▸ What you need to do:
a) In the Neuvation closure post, by when does the writer plan to open another wheel business?
b) Swap "newsletters" for "email updates" in the Neuvation closure post, beginning at the words "## cannonf600 (Nov" and stopping after "stay in touch.".
c) Extend the Neuvation closure post by continuing it after its last sentence.

▸ Text under study:

——————

# Neuvation has hut its doors.



## cannonf600 (Nov 9, 2008)

2014
Neuvation Cycling has shut its doors. I am not at liberty to discuss the details but do plan on opening up another wheel business by early spring. At that time, all the elements willing, I will be able to honor warranties and wheel protection plans from Neuvation Cycling.

If you are in need of a Neuvation specific part in the mean time, please feel free to contact me at [email protected] and I will do whatever I can to help out.

Any orders placed after Friday, Dec ember 20th have not been processed nor the credit cards run. All attempts have been made to get any warranties completed and I am not aware of any credits due customers

It’s been a lot of fun and I expect to be back up to full steam in the early spring. I will be doing occasional newsletters just to stay in touch.

——————

▸ Data listing:
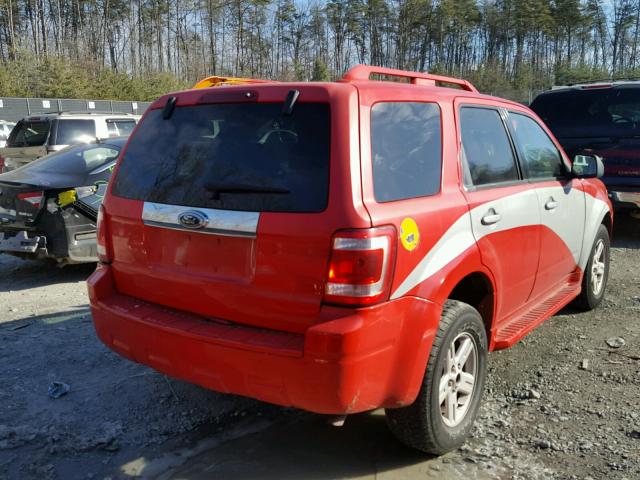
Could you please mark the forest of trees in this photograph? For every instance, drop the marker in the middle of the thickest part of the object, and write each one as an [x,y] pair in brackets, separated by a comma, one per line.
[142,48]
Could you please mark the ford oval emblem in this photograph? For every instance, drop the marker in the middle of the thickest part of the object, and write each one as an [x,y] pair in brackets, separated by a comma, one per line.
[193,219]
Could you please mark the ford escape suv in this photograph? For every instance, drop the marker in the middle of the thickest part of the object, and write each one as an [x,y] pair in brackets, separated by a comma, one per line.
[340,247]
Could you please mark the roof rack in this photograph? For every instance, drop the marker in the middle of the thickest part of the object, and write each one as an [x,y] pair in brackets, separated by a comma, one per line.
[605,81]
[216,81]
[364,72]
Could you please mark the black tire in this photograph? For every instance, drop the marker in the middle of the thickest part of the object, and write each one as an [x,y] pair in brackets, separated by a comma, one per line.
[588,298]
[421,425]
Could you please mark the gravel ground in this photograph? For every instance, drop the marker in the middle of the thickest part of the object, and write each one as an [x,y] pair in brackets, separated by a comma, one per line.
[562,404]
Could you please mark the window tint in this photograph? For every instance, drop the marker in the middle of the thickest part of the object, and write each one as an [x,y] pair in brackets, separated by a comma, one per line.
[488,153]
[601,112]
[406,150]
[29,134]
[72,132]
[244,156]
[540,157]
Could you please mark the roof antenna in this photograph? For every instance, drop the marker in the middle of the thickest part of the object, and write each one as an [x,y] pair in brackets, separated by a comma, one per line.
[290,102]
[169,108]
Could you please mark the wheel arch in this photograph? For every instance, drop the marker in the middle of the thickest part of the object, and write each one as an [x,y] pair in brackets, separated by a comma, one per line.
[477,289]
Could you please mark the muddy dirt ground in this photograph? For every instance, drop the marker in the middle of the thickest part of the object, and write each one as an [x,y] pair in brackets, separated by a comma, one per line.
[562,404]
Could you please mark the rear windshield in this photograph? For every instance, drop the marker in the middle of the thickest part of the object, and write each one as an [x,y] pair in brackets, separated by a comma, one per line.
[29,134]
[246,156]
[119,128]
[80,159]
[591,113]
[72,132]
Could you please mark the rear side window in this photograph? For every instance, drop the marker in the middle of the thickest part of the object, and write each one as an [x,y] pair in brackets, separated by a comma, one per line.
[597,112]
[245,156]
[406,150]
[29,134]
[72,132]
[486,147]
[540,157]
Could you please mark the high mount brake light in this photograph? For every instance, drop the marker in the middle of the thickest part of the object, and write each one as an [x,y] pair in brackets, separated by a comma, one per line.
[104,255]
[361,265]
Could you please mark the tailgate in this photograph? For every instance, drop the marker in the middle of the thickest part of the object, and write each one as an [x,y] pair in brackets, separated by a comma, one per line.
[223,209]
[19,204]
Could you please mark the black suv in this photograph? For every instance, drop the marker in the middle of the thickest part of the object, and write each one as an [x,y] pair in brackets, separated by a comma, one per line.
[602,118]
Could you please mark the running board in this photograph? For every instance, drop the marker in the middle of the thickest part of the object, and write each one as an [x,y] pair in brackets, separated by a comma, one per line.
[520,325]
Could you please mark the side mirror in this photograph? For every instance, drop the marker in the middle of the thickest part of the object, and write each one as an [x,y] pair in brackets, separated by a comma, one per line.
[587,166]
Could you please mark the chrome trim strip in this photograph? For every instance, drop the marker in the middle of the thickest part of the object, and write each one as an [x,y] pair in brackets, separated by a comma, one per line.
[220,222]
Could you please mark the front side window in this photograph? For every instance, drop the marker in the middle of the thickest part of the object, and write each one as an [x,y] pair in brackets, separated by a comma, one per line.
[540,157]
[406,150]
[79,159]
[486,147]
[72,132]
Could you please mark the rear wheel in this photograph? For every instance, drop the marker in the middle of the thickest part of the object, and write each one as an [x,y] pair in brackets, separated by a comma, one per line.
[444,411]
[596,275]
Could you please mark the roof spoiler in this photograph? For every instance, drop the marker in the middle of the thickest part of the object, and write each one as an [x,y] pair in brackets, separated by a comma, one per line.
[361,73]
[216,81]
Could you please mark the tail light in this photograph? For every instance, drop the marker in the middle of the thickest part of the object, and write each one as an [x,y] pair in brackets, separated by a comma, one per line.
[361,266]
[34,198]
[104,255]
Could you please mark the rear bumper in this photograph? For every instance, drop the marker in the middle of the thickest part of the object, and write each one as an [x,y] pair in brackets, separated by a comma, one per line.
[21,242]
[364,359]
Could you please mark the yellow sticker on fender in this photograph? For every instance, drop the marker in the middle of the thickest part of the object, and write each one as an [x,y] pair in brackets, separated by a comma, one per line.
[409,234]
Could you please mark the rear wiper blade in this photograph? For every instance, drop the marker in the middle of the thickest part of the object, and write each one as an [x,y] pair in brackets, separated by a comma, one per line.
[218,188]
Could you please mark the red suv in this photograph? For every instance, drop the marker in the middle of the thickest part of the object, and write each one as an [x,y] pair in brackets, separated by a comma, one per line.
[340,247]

——————

▸ Responses:
a) By early spring.

b)
## cannonf600 (Nov 9, 2008)

2014
Neuvation Cycling has shut its doors. I am not at liberty to discuss the details but do plan on opening up another wheel business by early spring. At that time, all the elements willing, I will be able to honor warranties and wheel protection plans from Neuvation Cycling.

If you are in need of a Neuvation specific part in the mean time, please feel free to contact me at [email protected] and I will do whatever I can to help out.

Any orders placed after Friday, Dec ember 20th have not been processed nor the credit cards run. All attempts have been made to get any warranties completed and I am not aware of any credits due customers

It’s been a lot of fun and I expect to be back up to full steam in the early spring. I will be doing occasional email updates just to stay in touch.

c)
I fully expect to get literally hundreds of e-mails in response to this announcement (I have lots of truly great customers) so please be a little bit patient if it takes a few days to get back to you. I am personally doing great and really looking forward to 2014 and lots of new opportunities.

Thanks very much for all of your support – John Neugent


----------



## redondoaveb (Jan 16, 2011)

John, sorry to hear the news. Hope you get going again soon as you have been great to work with. You have the best customer service. Keep us informed.


----------



## thalo (Jul 17, 2011)

John, if you are out there...

Is there any updates on your next project? Would be interested to know what you have going.


----------



## skitorski (Dec 4, 2012)

Any news out of Neuvation or John ? Hoping for the best.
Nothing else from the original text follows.